— START Data rows —

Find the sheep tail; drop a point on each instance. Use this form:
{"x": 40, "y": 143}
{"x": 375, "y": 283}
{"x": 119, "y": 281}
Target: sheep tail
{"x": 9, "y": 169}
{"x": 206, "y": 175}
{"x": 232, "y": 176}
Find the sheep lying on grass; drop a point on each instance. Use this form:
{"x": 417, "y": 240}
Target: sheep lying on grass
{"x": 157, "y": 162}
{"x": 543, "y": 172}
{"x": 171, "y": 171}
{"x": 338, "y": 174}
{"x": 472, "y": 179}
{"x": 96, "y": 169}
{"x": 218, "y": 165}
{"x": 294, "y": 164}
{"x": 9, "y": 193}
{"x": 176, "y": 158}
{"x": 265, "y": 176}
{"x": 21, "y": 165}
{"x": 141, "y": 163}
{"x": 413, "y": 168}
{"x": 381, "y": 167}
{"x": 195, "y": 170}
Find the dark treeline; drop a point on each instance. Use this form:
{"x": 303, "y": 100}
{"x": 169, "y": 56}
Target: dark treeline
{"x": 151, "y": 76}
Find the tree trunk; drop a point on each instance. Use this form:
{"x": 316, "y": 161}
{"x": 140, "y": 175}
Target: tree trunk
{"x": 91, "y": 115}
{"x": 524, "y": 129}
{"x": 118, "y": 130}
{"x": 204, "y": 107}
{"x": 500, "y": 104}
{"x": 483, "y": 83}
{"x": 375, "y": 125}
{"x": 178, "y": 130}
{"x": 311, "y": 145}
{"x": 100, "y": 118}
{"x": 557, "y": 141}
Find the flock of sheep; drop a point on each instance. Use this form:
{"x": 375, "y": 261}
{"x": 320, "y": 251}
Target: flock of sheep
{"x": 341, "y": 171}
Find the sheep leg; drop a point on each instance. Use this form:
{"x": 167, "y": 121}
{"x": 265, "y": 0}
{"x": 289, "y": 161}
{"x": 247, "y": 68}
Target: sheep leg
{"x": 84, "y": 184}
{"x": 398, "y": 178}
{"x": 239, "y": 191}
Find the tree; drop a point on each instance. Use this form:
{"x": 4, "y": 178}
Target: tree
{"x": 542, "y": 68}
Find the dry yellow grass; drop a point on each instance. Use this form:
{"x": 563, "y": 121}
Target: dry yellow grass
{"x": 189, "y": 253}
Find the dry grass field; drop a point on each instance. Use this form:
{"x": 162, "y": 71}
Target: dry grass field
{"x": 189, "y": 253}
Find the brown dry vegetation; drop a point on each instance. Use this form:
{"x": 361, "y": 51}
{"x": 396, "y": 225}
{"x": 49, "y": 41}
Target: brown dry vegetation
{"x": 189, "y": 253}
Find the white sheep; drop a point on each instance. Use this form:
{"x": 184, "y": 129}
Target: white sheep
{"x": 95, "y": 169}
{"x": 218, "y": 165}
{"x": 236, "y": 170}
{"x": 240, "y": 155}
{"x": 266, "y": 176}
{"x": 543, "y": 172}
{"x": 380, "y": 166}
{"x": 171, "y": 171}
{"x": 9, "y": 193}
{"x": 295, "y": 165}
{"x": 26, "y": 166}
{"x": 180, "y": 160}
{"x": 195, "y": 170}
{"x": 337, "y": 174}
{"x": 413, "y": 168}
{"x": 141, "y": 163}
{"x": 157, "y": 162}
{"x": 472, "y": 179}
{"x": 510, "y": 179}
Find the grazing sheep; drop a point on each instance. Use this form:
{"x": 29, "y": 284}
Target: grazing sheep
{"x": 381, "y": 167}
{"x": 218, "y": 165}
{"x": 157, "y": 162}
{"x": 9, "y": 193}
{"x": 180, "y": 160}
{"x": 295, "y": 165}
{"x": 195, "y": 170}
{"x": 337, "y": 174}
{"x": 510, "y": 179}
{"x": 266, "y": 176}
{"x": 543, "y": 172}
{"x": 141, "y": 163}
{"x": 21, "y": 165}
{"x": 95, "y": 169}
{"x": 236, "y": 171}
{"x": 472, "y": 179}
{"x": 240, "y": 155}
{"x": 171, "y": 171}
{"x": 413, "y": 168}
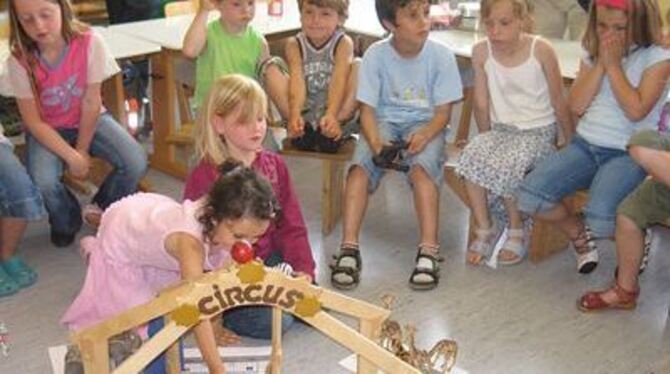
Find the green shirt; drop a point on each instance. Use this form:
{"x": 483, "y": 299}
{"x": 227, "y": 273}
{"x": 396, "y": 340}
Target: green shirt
{"x": 224, "y": 54}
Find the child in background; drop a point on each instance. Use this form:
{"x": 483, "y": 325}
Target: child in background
{"x": 147, "y": 242}
{"x": 648, "y": 205}
{"x": 55, "y": 71}
{"x": 407, "y": 85}
{"x": 20, "y": 202}
{"x": 518, "y": 100}
{"x": 322, "y": 81}
{"x": 231, "y": 125}
{"x": 230, "y": 45}
{"x": 620, "y": 88}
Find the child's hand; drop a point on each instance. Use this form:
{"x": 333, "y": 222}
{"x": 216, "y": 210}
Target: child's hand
{"x": 207, "y": 5}
{"x": 79, "y": 165}
{"x": 296, "y": 127}
{"x": 611, "y": 50}
{"x": 222, "y": 335}
{"x": 330, "y": 127}
{"x": 417, "y": 141}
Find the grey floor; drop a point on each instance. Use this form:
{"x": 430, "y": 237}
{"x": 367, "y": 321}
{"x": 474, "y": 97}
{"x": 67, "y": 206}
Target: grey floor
{"x": 520, "y": 319}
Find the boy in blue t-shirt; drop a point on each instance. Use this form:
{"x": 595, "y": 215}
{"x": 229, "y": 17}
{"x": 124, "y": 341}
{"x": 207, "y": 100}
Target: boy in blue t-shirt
{"x": 407, "y": 84}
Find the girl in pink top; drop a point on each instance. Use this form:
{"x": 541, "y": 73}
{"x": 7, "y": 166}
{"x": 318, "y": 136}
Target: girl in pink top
{"x": 55, "y": 71}
{"x": 147, "y": 242}
{"x": 231, "y": 124}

— END Data rows —

▶ What is required: Update the listing above so that every "drop a point on each instance" becomes "mark every one", leaving all other wording unchanged. Leave the pictures out of your answer.

▶ Solution:
Find the sheep tail; mark every one. Use this form:
{"x": 40, "y": 143}
{"x": 375, "y": 283}
{"x": 119, "y": 281}
Target: sheep tail
{"x": 9, "y": 169}
{"x": 206, "y": 175}
{"x": 232, "y": 176}
Find the sheep lying on grass; mark every one. Use this form:
{"x": 417, "y": 240}
Target: sheep lying on grass
{"x": 157, "y": 162}
{"x": 543, "y": 172}
{"x": 171, "y": 171}
{"x": 338, "y": 174}
{"x": 472, "y": 179}
{"x": 96, "y": 169}
{"x": 218, "y": 165}
{"x": 294, "y": 164}
{"x": 9, "y": 193}
{"x": 176, "y": 158}
{"x": 265, "y": 176}
{"x": 21, "y": 165}
{"x": 141, "y": 163}
{"x": 413, "y": 168}
{"x": 381, "y": 167}
{"x": 195, "y": 170}
Find the dark treeline; mark every one. Use this form:
{"x": 303, "y": 100}
{"x": 169, "y": 56}
Target: dark treeline
{"x": 151, "y": 76}
Find the tree trunk; mark every one. Use this form:
{"x": 316, "y": 161}
{"x": 140, "y": 175}
Target: tree trunk
{"x": 91, "y": 115}
{"x": 524, "y": 129}
{"x": 118, "y": 130}
{"x": 204, "y": 107}
{"x": 500, "y": 104}
{"x": 483, "y": 83}
{"x": 375, "y": 125}
{"x": 178, "y": 130}
{"x": 311, "y": 145}
{"x": 100, "y": 118}
{"x": 557, "y": 141}
Find the flock of sheep; mark every one. Use this form:
{"x": 375, "y": 261}
{"x": 320, "y": 251}
Target: flock of sheep
{"x": 341, "y": 171}
Find the sheep leg; mark every one. Use this form:
{"x": 167, "y": 121}
{"x": 265, "y": 0}
{"x": 289, "y": 161}
{"x": 247, "y": 68}
Target: sheep leg
{"x": 84, "y": 184}
{"x": 398, "y": 178}
{"x": 239, "y": 191}
Find the tree; mark every one. Use this form:
{"x": 4, "y": 178}
Target: tree
{"x": 542, "y": 68}
Find the dry yellow grass; mark every one. Use this form:
{"x": 563, "y": 121}
Target: dry yellow grass
{"x": 189, "y": 253}
Find the dry grass field; mark every one. Use this form:
{"x": 162, "y": 71}
Target: dry grass field
{"x": 189, "y": 253}
Find the brown dry vegetation; mark every one. Use this form:
{"x": 361, "y": 51}
{"x": 396, "y": 225}
{"x": 49, "y": 41}
Target: brown dry vegetation
{"x": 189, "y": 253}
Find the white sheep; mark every one. Use this form:
{"x": 184, "y": 129}
Target: white sheep
{"x": 95, "y": 169}
{"x": 218, "y": 165}
{"x": 236, "y": 170}
{"x": 240, "y": 155}
{"x": 266, "y": 176}
{"x": 543, "y": 172}
{"x": 380, "y": 166}
{"x": 171, "y": 171}
{"x": 9, "y": 193}
{"x": 295, "y": 165}
{"x": 26, "y": 166}
{"x": 180, "y": 160}
{"x": 195, "y": 170}
{"x": 337, "y": 174}
{"x": 413, "y": 168}
{"x": 141, "y": 163}
{"x": 157, "y": 162}
{"x": 472, "y": 179}
{"x": 510, "y": 179}
Find the grazing sheep; mark every one. Use this form:
{"x": 29, "y": 284}
Target: grazing sheep
{"x": 381, "y": 167}
{"x": 218, "y": 165}
{"x": 157, "y": 162}
{"x": 9, "y": 193}
{"x": 180, "y": 160}
{"x": 295, "y": 165}
{"x": 195, "y": 170}
{"x": 337, "y": 174}
{"x": 510, "y": 179}
{"x": 266, "y": 176}
{"x": 543, "y": 172}
{"x": 141, "y": 163}
{"x": 21, "y": 165}
{"x": 95, "y": 169}
{"x": 236, "y": 171}
{"x": 472, "y": 179}
{"x": 240, "y": 155}
{"x": 171, "y": 171}
{"x": 413, "y": 168}
Find the green shirt; mark every one. Use this form:
{"x": 483, "y": 299}
{"x": 227, "y": 273}
{"x": 396, "y": 340}
Target: green shirt
{"x": 224, "y": 54}
Find the child in background; mark every one. Use this form:
{"x": 483, "y": 325}
Target: child in background
{"x": 147, "y": 242}
{"x": 648, "y": 205}
{"x": 55, "y": 71}
{"x": 407, "y": 85}
{"x": 20, "y": 202}
{"x": 518, "y": 100}
{"x": 322, "y": 81}
{"x": 231, "y": 125}
{"x": 230, "y": 45}
{"x": 620, "y": 88}
Find the child's hand; mark every one. Use this form:
{"x": 333, "y": 222}
{"x": 216, "y": 210}
Target: child's hand
{"x": 207, "y": 5}
{"x": 79, "y": 165}
{"x": 296, "y": 127}
{"x": 611, "y": 50}
{"x": 222, "y": 335}
{"x": 330, "y": 127}
{"x": 417, "y": 141}
Find the grey floor; mark every one. Use this form:
{"x": 430, "y": 237}
{"x": 367, "y": 321}
{"x": 474, "y": 97}
{"x": 67, "y": 206}
Target: grey floor
{"x": 520, "y": 319}
Find the boy in blue t-shirt; mark every one. Use this form:
{"x": 595, "y": 215}
{"x": 229, "y": 17}
{"x": 124, "y": 341}
{"x": 207, "y": 100}
Target: boy in blue t-shirt
{"x": 407, "y": 84}
Find the girl in pink top; mark every one. Use this form:
{"x": 541, "y": 73}
{"x": 7, "y": 166}
{"x": 318, "y": 136}
Target: girl in pink top
{"x": 55, "y": 71}
{"x": 147, "y": 242}
{"x": 231, "y": 124}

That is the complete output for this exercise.